**PROBLEM STATEMENT**
Repeat the entries that follow, exactly as they are written.

-----

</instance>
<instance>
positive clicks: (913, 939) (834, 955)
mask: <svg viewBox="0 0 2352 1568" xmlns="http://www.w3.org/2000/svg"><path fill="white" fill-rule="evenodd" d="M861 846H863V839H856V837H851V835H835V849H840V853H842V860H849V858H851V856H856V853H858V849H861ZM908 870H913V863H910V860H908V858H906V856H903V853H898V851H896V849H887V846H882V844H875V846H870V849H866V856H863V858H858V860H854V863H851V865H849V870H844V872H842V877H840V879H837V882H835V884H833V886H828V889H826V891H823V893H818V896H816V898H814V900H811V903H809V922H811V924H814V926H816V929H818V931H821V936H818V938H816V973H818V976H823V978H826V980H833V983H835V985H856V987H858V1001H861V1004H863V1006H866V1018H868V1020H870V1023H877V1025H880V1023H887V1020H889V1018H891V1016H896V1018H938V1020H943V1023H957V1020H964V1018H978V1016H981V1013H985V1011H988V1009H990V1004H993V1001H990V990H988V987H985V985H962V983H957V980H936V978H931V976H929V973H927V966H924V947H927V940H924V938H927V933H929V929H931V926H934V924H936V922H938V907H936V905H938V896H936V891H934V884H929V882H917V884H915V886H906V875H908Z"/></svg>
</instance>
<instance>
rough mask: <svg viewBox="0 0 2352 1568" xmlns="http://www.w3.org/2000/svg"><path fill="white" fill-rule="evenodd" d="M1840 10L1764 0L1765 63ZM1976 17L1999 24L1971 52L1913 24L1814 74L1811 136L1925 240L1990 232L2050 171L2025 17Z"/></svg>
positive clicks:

-----

**RESPONSE TO THE EXERCISE**
</instance>
<instance>
positive clicks: (913, 939) (834, 955)
mask: <svg viewBox="0 0 2352 1568" xmlns="http://www.w3.org/2000/svg"><path fill="white" fill-rule="evenodd" d="M861 846H863V839H856V837H851V835H835V849H840V853H842V860H849V858H851V856H856V853H858V849H861ZM908 870H913V863H910V860H908V858H906V856H903V853H898V851H896V849H887V846H882V844H875V846H870V849H866V856H863V858H858V860H854V863H851V865H849V870H844V872H842V877H840V879H837V882H835V884H833V886H828V889H826V891H823V893H818V896H816V898H814V900H811V903H809V922H811V924H814V926H816V929H818V931H821V936H818V938H816V973H818V976H823V978H826V980H833V983H835V985H856V987H858V1001H861V1004H863V1006H866V1018H868V1020H870V1023H877V1025H880V1023H887V1020H889V1018H891V1016H896V1018H938V1020H943V1023H957V1020H964V1018H978V1016H981V1013H985V1011H988V1009H990V1004H993V1001H990V990H988V987H985V985H962V983H957V980H936V978H931V976H929V973H927V966H924V947H927V940H924V938H927V933H929V929H931V926H934V924H936V922H938V907H936V905H938V896H936V891H934V884H929V882H917V884H915V886H906V875H908Z"/></svg>
</instance>
<instance>
rough mask: <svg viewBox="0 0 2352 1568" xmlns="http://www.w3.org/2000/svg"><path fill="white" fill-rule="evenodd" d="M1840 10L1764 0L1765 63ZM1976 17L1999 24L1971 52L1913 24L1814 74L1811 136L1925 240L1990 232L2050 171L2025 17Z"/></svg>
positive clicks:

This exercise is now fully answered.